§ **Given exercise**
Quote the lines below exactly, from the one that holds "of the hedge" through the final line of the records, and only those.

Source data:
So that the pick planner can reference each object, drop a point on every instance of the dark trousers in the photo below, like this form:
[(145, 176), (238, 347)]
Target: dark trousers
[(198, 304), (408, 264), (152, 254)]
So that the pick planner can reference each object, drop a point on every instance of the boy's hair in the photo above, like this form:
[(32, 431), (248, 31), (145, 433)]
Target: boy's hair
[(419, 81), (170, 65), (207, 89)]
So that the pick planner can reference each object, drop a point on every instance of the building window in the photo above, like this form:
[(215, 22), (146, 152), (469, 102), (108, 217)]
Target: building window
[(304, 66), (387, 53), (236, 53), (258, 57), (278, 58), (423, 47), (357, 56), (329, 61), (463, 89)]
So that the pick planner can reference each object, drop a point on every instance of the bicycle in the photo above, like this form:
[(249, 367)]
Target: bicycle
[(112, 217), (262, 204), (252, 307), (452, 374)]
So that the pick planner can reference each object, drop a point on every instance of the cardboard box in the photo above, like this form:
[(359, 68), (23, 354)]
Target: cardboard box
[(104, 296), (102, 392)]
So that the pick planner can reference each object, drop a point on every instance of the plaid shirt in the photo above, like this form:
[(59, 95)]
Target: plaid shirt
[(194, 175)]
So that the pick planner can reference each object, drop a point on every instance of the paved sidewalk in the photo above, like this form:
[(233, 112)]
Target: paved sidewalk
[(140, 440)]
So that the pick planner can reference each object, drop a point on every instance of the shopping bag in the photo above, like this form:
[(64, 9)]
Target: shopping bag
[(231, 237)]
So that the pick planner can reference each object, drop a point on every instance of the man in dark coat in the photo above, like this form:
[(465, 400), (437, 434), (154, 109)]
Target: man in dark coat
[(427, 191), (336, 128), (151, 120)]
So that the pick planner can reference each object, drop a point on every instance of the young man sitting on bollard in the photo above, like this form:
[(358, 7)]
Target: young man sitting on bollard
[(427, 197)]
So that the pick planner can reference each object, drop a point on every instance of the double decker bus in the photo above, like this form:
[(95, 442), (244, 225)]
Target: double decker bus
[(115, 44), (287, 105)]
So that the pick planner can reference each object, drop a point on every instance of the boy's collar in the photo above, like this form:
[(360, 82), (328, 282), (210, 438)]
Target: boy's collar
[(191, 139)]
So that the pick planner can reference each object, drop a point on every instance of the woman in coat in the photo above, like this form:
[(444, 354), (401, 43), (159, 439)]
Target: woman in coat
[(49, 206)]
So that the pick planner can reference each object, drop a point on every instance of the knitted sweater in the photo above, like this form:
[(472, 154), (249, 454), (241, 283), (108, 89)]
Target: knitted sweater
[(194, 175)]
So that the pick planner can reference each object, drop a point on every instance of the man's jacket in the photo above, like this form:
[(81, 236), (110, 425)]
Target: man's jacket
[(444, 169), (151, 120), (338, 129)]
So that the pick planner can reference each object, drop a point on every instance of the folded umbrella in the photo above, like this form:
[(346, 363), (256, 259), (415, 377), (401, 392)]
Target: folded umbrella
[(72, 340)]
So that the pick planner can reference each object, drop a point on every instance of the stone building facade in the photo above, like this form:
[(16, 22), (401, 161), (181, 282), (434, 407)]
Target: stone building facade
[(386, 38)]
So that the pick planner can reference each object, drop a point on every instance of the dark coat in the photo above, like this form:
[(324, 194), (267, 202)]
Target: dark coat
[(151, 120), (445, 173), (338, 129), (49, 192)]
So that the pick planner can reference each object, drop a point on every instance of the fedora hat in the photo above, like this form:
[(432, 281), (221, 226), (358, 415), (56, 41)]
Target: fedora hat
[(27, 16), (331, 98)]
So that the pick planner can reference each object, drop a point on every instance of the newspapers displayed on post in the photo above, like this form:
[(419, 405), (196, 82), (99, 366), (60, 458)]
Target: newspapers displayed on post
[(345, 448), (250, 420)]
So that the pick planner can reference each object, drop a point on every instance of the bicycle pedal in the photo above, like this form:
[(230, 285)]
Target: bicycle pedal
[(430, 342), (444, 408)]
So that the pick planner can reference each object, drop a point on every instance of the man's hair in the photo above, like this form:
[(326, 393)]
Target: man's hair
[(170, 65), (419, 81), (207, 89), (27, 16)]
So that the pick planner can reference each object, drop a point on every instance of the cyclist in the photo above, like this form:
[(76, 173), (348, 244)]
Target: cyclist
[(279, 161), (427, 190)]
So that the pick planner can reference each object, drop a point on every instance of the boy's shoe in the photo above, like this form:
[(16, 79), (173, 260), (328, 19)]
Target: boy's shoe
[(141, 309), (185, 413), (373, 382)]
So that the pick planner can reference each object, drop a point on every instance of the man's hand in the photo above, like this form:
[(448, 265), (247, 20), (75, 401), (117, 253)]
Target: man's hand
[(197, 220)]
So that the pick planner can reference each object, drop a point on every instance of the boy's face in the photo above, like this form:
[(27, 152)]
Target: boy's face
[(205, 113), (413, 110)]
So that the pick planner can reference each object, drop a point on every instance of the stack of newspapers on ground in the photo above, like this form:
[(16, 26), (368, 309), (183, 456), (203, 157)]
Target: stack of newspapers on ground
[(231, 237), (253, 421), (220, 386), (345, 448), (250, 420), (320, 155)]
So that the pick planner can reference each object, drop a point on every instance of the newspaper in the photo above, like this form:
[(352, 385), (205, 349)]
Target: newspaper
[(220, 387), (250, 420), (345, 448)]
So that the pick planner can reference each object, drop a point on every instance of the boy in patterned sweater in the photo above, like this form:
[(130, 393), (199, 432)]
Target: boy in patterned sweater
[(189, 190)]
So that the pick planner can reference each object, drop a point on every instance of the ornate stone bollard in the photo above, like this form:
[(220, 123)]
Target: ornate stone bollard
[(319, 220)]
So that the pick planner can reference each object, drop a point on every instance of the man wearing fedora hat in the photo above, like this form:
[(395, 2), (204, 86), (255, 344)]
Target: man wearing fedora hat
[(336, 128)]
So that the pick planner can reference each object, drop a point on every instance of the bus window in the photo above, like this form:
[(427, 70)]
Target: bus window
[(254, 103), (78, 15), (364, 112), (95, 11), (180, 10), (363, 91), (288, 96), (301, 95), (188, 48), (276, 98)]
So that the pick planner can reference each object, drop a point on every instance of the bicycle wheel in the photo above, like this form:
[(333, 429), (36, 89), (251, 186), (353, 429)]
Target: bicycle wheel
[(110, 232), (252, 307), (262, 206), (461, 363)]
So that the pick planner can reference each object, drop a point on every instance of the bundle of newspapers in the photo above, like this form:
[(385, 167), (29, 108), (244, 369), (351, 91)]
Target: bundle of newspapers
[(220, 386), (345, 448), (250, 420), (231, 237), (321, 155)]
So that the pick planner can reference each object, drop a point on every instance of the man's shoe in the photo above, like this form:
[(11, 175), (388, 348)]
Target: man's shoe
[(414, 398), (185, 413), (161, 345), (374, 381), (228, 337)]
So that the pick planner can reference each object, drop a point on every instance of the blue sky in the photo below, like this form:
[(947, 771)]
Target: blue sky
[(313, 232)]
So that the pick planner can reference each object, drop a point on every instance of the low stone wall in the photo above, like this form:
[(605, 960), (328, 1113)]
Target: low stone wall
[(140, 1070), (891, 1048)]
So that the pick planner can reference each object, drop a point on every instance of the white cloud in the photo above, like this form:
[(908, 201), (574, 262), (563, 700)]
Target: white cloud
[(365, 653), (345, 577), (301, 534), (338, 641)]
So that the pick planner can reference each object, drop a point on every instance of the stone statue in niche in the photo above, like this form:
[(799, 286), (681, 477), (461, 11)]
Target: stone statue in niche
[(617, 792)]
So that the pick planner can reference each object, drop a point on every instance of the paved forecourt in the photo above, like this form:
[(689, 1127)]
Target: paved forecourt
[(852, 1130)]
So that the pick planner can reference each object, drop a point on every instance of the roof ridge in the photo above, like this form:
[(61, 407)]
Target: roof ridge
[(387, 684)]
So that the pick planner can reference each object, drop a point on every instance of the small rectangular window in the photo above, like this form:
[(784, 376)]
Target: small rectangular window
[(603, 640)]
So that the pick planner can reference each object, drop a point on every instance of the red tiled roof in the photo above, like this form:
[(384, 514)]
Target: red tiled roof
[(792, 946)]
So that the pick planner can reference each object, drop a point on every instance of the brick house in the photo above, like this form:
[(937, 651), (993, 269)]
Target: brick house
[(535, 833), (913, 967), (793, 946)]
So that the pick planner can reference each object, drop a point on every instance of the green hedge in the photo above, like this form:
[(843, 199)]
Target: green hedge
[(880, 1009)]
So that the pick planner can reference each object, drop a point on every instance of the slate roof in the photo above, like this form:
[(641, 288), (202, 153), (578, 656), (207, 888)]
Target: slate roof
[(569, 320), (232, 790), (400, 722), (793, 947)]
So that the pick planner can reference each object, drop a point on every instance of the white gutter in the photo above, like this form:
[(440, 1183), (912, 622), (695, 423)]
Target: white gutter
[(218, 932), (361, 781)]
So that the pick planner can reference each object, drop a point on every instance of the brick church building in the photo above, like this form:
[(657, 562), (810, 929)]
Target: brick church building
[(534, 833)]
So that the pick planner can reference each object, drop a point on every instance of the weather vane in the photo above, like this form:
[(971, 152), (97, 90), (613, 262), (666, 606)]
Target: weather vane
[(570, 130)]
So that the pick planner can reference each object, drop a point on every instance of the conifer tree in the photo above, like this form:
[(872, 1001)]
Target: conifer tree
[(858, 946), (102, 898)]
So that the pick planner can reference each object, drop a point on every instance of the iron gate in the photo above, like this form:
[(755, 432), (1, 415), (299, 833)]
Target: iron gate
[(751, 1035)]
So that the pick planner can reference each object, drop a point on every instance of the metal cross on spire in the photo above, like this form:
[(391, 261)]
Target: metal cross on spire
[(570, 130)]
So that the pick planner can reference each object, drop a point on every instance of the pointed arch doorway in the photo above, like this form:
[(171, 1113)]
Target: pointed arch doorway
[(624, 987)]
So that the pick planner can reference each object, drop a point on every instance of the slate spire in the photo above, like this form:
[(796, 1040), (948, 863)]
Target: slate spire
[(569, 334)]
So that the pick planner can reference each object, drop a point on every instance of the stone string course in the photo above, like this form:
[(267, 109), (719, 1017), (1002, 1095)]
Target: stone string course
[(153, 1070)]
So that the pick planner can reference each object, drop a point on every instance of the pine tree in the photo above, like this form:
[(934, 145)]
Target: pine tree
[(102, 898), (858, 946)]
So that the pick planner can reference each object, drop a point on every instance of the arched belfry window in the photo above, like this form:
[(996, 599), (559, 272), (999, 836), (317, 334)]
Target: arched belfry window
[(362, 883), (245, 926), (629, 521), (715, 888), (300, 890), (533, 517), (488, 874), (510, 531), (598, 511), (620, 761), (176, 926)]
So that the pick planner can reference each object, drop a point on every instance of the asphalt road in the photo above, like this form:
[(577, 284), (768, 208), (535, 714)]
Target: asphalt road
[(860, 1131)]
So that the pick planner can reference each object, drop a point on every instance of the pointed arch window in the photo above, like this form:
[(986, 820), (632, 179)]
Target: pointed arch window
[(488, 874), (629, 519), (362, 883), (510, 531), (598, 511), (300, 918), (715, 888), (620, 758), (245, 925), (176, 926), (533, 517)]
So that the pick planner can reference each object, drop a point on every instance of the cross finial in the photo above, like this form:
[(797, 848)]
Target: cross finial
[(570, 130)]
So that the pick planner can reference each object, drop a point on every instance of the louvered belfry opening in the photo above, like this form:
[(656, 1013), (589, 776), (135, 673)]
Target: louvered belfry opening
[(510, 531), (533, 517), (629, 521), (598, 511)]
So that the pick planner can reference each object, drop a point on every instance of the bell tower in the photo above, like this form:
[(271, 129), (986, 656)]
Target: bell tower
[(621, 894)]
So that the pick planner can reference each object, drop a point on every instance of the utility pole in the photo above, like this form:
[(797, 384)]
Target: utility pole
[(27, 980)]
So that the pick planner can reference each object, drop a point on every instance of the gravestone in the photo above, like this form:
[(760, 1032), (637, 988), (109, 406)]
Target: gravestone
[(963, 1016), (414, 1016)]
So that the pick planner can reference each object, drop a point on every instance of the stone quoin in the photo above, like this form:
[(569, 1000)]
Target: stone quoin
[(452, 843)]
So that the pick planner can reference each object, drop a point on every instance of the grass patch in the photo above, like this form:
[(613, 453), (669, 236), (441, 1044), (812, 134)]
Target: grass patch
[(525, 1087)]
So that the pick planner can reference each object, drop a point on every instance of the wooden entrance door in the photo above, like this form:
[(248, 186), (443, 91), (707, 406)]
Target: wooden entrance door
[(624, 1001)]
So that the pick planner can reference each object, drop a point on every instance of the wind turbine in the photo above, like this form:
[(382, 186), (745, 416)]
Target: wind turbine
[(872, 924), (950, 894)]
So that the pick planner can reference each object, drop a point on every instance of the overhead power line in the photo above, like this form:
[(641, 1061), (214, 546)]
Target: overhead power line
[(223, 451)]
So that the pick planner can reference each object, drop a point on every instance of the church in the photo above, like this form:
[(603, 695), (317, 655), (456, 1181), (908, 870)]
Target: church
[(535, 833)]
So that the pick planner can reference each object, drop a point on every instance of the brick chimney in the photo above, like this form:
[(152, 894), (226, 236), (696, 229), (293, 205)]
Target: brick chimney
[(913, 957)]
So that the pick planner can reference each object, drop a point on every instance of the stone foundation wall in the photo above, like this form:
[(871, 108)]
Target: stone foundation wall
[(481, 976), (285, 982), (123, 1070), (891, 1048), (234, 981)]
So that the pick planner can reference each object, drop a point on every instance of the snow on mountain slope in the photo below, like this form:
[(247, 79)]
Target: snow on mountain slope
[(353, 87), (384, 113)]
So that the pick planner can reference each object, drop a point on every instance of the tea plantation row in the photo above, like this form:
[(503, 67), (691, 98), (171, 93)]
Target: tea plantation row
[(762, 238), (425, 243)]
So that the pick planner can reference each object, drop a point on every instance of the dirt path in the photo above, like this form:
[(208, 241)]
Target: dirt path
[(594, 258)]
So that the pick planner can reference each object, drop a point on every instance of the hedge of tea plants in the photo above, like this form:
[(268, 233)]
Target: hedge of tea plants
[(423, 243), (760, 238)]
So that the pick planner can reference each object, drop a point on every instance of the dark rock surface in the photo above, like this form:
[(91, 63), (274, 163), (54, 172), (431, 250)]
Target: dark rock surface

§ **Correct response**
So that the pick planner can reference each object, drop a point on every instance of the hedge of tea plants in the photo above, like this form:
[(268, 233)]
Target: hedge of tea plants
[(423, 243), (760, 238)]
So that the pick planner can reference each object, drop a point on every instance of the dark rock surface in the photo above, like this form:
[(91, 63), (274, 163), (54, 172), (431, 250)]
Target: dark rock surface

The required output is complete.